• [What this task involves]: From the review of Dare to Love, return the passage starting with "Dare to Love" and going on through "works for us.", copied word for word.

* begin Reading text *

Free On KU

Free On KU

Free On KU

Free On KU

Free On KU
Free On KU

Dare to Love by A.L. Brooks


Late life discovery of more dimensions than expected of one's sexuality is a real thing. The author Elizabeth Gilbert is a poster child for this phenomenon. It's always nice to read stories about the continuing journey of self-discovery that a person has throughout their lifetime. So the premise of this one totally works for us.

Carmen Lyttleton has worked hard to establish her business. She's now a very successful talent agent handling a variety of clients. But along with getting well-established, Carmen has lost any work-life balance she could've had. Though she has taken on an assistant, Monica, Carmen is unable to truly delegate. However, she keeps struggling to get it right and be with her best friend, Felicity.

* end Reading text *
* begin Supplied information *

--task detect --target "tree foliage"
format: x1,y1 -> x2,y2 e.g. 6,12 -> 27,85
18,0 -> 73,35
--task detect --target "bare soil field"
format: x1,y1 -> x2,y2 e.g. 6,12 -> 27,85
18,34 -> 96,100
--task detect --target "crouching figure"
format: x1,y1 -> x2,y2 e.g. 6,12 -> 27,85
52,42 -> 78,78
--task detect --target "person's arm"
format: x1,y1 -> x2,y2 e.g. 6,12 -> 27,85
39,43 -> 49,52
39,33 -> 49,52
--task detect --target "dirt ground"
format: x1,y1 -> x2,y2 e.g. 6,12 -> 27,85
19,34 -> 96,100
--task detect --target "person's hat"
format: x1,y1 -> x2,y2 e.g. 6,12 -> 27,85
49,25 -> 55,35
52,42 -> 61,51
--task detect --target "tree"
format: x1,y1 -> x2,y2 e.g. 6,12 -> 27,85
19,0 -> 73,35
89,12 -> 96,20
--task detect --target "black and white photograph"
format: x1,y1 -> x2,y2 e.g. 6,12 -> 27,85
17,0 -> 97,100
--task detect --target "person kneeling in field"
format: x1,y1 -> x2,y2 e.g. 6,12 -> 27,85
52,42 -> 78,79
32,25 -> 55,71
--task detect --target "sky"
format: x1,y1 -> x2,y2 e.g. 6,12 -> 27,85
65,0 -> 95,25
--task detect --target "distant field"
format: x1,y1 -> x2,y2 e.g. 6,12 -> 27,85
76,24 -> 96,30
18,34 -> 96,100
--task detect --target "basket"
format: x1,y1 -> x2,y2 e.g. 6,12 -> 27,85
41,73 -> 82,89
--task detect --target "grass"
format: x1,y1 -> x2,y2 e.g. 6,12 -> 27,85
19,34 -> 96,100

* end Supplied information *

• [Exercise output]:
Dare to Love by A.L. Brooks


Late life discovery of more dimensions than expected of one's sexuality is a real thing. The author Elizabeth Gilbert is a poster child for this phenomenon. It's always nice to read stories about the continuing journey of self-discovery that a person has throughout their lifetime. So the premise of this one totally works for us.